WHAT NEEDS TO BE DONE:
From the entries below, pull out each line where "motorcycle" appears.
[Opening INFORMATION GIVEN section]
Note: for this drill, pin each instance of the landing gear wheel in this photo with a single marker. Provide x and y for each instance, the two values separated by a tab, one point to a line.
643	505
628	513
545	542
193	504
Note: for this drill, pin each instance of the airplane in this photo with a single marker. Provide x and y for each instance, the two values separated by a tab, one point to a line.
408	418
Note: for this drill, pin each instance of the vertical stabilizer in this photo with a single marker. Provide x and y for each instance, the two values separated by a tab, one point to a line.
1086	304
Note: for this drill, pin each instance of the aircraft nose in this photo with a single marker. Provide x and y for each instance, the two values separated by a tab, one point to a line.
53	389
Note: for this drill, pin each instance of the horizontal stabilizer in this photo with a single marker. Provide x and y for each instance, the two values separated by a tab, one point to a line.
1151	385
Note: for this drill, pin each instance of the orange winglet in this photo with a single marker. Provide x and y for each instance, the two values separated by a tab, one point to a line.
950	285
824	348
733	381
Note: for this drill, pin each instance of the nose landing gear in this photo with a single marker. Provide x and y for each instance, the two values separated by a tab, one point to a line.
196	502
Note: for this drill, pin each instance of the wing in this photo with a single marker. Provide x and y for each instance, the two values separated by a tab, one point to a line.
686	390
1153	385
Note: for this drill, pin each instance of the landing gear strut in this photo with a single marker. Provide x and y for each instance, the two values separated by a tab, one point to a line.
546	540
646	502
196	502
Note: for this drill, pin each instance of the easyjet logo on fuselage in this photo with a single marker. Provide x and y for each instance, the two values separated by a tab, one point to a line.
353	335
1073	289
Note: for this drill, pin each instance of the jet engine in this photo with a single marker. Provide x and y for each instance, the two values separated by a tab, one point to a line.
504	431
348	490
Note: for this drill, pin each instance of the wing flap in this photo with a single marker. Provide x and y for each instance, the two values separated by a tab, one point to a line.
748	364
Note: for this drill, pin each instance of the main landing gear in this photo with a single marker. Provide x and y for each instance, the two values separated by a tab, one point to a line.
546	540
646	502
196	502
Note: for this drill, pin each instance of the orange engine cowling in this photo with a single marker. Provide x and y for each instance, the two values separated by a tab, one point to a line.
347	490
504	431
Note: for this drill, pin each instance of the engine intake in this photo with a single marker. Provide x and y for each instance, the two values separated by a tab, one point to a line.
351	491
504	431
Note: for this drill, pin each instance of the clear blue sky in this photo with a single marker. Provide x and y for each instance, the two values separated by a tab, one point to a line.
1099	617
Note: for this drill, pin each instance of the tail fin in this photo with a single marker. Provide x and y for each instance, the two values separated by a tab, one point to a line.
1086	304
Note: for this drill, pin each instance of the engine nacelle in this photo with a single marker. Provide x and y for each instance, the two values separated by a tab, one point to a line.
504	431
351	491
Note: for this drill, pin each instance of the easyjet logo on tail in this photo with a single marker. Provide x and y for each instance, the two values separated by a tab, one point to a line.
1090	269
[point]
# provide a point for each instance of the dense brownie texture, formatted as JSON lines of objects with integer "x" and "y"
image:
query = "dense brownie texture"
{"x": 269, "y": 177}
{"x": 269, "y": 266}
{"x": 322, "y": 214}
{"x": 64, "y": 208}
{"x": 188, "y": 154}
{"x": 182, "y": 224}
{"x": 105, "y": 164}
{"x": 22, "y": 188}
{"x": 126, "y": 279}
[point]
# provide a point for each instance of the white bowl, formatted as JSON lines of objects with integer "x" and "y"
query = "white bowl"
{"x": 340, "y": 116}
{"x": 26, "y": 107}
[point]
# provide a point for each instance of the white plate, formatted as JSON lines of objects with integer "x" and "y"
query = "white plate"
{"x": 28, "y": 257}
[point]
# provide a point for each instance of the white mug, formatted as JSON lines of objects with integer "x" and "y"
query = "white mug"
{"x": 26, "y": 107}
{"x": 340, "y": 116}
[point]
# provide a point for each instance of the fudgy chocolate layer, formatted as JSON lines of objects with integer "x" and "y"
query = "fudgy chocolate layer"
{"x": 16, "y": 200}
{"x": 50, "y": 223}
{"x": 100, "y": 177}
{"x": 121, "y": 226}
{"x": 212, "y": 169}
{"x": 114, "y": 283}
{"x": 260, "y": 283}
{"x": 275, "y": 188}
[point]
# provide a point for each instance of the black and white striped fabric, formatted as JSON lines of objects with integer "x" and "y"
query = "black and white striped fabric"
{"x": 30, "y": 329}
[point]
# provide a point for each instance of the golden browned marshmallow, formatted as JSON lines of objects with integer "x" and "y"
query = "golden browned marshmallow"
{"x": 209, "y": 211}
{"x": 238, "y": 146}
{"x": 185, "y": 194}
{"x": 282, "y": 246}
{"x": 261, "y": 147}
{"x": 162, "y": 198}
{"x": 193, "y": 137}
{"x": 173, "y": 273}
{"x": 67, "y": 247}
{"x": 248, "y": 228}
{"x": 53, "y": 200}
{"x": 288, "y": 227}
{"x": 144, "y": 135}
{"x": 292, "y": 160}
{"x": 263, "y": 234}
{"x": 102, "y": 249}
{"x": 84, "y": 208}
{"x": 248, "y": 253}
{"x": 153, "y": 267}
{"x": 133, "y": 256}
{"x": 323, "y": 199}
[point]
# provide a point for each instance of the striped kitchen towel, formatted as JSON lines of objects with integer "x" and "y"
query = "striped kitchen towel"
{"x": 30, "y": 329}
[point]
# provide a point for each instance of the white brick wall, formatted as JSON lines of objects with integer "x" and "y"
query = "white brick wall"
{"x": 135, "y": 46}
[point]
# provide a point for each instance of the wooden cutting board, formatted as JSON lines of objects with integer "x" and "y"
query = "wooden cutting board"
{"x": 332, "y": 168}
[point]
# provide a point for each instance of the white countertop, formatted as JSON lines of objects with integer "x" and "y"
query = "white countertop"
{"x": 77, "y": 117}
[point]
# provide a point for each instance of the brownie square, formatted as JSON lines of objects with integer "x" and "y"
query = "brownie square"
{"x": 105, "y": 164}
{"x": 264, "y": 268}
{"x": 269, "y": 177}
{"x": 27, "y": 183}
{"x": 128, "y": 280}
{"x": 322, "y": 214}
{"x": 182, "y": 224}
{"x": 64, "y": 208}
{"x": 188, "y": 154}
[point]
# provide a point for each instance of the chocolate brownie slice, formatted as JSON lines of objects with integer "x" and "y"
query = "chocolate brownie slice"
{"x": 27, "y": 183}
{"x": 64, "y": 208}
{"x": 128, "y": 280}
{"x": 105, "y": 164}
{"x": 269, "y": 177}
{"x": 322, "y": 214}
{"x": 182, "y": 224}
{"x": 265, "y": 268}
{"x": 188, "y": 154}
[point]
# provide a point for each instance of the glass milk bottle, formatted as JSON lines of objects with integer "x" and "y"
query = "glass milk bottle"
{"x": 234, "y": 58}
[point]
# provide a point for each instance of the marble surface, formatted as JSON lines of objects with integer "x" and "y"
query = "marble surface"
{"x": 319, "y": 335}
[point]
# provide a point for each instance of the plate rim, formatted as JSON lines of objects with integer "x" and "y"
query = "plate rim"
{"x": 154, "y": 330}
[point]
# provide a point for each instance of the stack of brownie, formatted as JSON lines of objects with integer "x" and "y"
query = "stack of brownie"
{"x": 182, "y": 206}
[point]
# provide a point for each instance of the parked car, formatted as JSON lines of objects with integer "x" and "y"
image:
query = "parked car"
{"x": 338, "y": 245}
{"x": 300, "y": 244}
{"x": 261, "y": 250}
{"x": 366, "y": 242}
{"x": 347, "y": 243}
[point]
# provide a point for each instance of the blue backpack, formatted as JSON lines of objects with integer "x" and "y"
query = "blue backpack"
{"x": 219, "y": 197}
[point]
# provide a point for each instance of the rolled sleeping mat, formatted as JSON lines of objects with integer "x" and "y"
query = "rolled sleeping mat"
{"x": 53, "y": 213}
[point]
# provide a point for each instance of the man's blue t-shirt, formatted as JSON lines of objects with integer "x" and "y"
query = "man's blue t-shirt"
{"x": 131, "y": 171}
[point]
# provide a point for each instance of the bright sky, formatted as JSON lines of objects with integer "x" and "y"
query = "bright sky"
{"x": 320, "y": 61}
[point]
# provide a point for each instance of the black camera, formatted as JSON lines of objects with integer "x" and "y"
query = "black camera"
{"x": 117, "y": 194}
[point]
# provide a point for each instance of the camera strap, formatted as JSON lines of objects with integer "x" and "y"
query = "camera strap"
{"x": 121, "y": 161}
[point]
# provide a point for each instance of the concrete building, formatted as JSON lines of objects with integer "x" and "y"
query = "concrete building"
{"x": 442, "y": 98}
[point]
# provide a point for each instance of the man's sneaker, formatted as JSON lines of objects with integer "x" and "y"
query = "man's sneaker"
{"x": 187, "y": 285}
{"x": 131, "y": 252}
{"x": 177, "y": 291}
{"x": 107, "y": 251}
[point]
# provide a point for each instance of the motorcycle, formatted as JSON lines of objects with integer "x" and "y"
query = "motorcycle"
[Closing INFORMATION GIVEN section]
ANSWER TO THIS EXERCISE:
# provide a point for each instance of the motorcycle, formatted as JSON lines of objects with integer "x" and "y"
query = "motorcycle"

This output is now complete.